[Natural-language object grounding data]
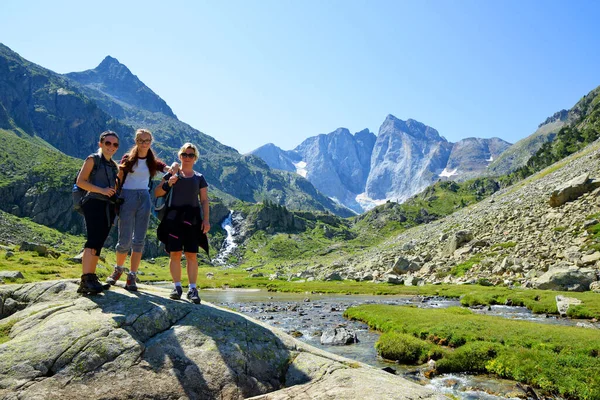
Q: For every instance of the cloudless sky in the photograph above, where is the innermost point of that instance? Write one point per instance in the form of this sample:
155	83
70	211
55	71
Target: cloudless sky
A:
252	72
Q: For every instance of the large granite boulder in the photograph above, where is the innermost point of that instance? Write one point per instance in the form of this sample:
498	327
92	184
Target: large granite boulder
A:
573	189
122	345
568	278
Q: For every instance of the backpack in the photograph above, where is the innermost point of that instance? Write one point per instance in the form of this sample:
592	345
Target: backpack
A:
78	193
161	204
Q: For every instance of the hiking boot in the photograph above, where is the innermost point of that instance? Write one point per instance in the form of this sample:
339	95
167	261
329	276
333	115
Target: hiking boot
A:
193	296
89	284
176	293
114	277
130	284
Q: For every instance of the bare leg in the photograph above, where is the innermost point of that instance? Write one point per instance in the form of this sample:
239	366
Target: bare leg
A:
192	266
121	257
175	266
136	258
89	261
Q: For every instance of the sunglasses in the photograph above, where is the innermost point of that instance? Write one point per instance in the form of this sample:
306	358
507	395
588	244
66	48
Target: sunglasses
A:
113	144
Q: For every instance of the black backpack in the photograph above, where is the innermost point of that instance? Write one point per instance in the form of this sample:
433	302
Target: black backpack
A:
79	193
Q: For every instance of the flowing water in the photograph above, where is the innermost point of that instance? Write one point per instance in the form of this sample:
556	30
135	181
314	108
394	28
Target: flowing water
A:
229	243
306	316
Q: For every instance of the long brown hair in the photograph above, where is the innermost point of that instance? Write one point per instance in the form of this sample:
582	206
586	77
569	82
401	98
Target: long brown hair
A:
132	156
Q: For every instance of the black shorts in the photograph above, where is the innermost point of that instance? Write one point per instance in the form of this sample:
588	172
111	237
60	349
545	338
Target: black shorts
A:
99	217
187	243
185	238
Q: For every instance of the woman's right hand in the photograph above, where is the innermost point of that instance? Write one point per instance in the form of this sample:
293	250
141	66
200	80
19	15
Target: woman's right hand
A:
173	180
109	192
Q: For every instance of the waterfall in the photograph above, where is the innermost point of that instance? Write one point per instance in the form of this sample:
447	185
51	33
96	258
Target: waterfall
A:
228	244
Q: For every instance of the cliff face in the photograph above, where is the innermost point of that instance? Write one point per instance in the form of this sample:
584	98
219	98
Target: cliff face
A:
115	80
362	170
406	158
44	104
66	113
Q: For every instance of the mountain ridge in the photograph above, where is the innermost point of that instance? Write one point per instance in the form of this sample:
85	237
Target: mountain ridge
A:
403	159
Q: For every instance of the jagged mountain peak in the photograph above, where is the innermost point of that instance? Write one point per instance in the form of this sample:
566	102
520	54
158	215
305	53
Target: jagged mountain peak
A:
414	128
108	62
116	81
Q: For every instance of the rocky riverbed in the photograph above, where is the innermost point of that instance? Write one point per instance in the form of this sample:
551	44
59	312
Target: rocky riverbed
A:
309	316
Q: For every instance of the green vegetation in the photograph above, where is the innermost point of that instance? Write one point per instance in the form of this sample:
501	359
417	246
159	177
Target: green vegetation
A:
557	359
5	328
570	139
46	167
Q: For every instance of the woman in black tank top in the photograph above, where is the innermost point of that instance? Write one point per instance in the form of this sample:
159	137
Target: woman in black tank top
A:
98	208
186	222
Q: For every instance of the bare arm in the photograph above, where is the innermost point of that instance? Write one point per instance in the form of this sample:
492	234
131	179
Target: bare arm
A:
205	210
84	176
159	191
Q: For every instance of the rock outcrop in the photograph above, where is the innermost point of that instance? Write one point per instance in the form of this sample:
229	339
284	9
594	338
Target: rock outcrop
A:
512	238
361	170
123	345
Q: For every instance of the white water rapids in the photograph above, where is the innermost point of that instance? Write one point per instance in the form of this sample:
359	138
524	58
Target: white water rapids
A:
229	243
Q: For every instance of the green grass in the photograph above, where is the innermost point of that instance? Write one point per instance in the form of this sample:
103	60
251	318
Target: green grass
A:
47	168
5	328
557	359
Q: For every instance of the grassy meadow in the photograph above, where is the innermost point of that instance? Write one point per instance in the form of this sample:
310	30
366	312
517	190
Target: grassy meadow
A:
559	360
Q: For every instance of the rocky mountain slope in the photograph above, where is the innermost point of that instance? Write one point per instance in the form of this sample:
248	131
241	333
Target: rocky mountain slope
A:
121	345
514	237
41	108
519	153
363	170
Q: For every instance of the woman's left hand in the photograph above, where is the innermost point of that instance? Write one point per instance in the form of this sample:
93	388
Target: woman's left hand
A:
205	227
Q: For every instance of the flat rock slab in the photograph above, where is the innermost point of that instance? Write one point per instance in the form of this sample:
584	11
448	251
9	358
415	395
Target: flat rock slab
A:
142	345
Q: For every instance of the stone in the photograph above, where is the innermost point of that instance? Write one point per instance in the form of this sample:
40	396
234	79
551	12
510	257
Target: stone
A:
563	303
338	337
143	345
591	258
572	190
333	276
567	279
11	275
403	265
457	239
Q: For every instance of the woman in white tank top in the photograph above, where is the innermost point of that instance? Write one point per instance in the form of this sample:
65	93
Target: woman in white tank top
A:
137	168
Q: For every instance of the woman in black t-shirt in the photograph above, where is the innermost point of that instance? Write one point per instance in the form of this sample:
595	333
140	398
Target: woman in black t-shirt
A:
186	222
98	209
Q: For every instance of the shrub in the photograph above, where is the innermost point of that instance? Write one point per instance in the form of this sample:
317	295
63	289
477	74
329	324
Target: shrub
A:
406	348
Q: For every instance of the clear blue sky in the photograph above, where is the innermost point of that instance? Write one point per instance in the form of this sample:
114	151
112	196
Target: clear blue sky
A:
252	72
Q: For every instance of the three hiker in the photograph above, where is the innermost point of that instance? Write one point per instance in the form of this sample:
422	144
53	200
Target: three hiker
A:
183	229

▶ WHAT IS NEEDED: Please print the records above word for word, leaving every image out.

▶ RESULT:
Q: For every instance of the cloudless sky in the photograph above, where is the innermost point of that instance? Write one point per instance in the form of this sample:
155	83
70	211
55	71
Target: cloudless sky
A:
252	72
Q: For every instance of the large granite boulder in the photograph above, where is the innermost point of that instance? Write one point per instance in the form of this sample:
498	327
92	184
Target: large granite boulder
A:
573	189
122	345
568	278
Q: For every instance of the backpack in the photograph above, where is the innermost point of that instance? Write one point per instance in the form of this sample:
592	345
Target: backpack
A:
78	193
161	204
Q: For every instance of the hiking boot in the photograph above, where is the innermost point of that instance? Write one point per instance in the form of this sample:
339	95
167	261
329	276
333	115
Target: hiking boot
A:
193	296
89	284
176	293
114	277
130	284
Q: For every instance of the bare leg in the photograph above, where is the innermost point of that instance? Write one point per instance in the form of this sample:
239	366
Target: bare leg
A:
192	266
121	257
175	266
136	258
89	261
Q: For every instance of the sunglasses in the photograph above, where is the innermost point of that instance? Write one point per instance in the form of this sample:
306	358
507	395
588	244
66	48
Target: sunglasses
A:
113	144
Q: For every instance of the black backpack in the photograph above, where is the innermost point of that instance? Write one point per instance in the form of this sample:
433	302
Target: black backpack
A:
79	193
Q: For every instance of the flowing water in the photograph above, where is the innermost point of that instance? Write one point per instance in the form of this sample:
556	30
135	181
314	108
394	28
Target: flowing water
A:
229	243
306	316
Q: For every instance of the long brown hair in the photograph above, where is the innermost point of that instance? Write one point per instance in the form of this sample:
582	206
586	77
569	82
401	98
Target: long brown hair
A:
132	156
Q: For every instance of the black shorts in the photograph above, where is the innermost point of that instance? Write one point per instance in the form of this sample:
588	172
111	237
60	349
545	338
Target: black shorts
A:
99	217
187	243
185	238
Q: For every instance of the woman's right hand in the photograph above, where is the innermost point of that instance? Write one point per instance in the form of this sample:
293	250
141	66
200	80
19	15
Target: woman's right hand
A:
173	180
109	192
Q: For every instance of the waterfall in the photograph above, where is the innermost point of that instance? Write one point per instance in the form of this sample:
447	185
51	33
96	258
Target: waterfall
A:
228	244
Q: For every instance of the cliff face in the photograph above, where is the innermost point of that instance? Write one point per instance in the form of this sample:
584	98
219	98
Target: cliff face
A:
115	80
362	170
406	158
44	104
66	113
Q: For every instance of the mountain ridge in the photograph above, where is the innermost point of that instance? Write one point per instance in the form of this sample:
85	237
Target: mountain ridge
A:
403	159
Q: For every instance of the jagged mountain peak in the photograph above, where is the innermost point of that instance? Write one point per instance in the form of this sample:
566	102
520	54
158	215
305	53
Target: jagged mountain peak
A:
414	128
108	62
116	81
Q: For every instance of the rocky riverbed in the photograph above, where is the innermost point of that instance? Write one point per instance in the form of this sample:
551	44
59	312
Target: rocky riverbed
A:
309	316
Q: For every instance of the green vegetation in the photograph above, where is the innermost point of that instance? Write one point per instance in the form of this sample:
501	359
417	246
159	177
Target: green vegetation
A:
557	359
5	328
570	139
46	167
Q: For every instance of the woman in black tank top in the photograph above, where is the innermost point of that instance? Write one point per instance in the form of this sample:
159	137
Target: woman in black tank top
A:
98	208
186	222
Q: For every instance of the bare arm in the photograph above, where is the innermost point of that instance? Write one point per instance in the form of this sample:
492	234
131	179
Target: bare arm
A:
205	210
84	176
159	191
Q: For every instance of the rock outcrop in the photograph above, where is the innermost point of that instance? Write one point per instance in the form of this sample:
229	339
284	9
594	338
Target: rock outcrop
A:
512	238
361	170
123	345
Q: For every instance of the white water rapids in the photograph above, where is the innermost point of that instance? Write one point per instance in the form of this sample:
359	138
524	58
Target: white water rapids
A:
229	243
Q: For every instance of the green grass in the photograph above, where is the innermost point of that instance? Write one point per instance in the form of this sample:
103	60
251	318
Target: green grass
A:
47	168
5	328
557	359
Q: For every instance of the grassy meadow in the photograph above, where is the innermost point of that instance? Write one point per instance in the form of this sample:
310	30
366	312
517	190
Target: grassy meadow
A:
559	360
Q: For every instance of the rocky mountain slope in the photograph above, where is the innermost point of that instance? Write one point per instance in the form of this sample:
248	131
241	333
Target: rocky mountain slope
A:
121	345
514	237
41	108
519	153
363	170
Q: For every instance of the woman's left hand in the photograph above, where is the innermost point of that instance? Write one point per instance in the form of this sample:
93	388
Target: woman's left hand
A:
205	227
Q: For every instance of the flat rock slab in the photograph above, where is the innermost point of that instance? Write one point per instance in the form of this sample:
584	11
448	251
9	358
415	395
Target: flat rock slab
A:
142	345
Q: For every instance of the stone in the photograph above, where is the innermost point of that instance? Write one point per instance in the form of this sample:
40	396
234	79
551	12
510	257
Target: stone
A:
563	303
338	337
143	345
591	258
572	190
333	276
567	279
11	275
403	265
457	239
Q: For every instance of the woman in white tank top in the photograph above, where is the innermost point of that instance? Write one point per instance in the form of this sample:
65	93
Target: woman in white tank top
A:
137	168
Q: For every instance of the woman in black t-shirt in the photograph above, where is the innermost point of that instance? Write one point per instance in the form of this sample:
595	333
140	398
Target: woman in black t-shirt
A:
186	222
98	209
Q: For every instance of the shrub in the photograph above, where is the innermost point of that instance? Write one point per instance in the form of this sample:
317	295
63	289
477	74
329	324
Target: shrub
A:
406	348
Q: For every instance of the clear blue sky in the photograph above, where is the innermost point of that instance? Write one point per instance in the form of this sample:
114	151
112	196
Target: clear blue sky
A:
252	72
Q: For every instance of the three hiker in the photograph above, where is the innermost point of that instance? Write one point per instance in the form of this sample:
422	144
53	200
Target: three hiker
A:
183	229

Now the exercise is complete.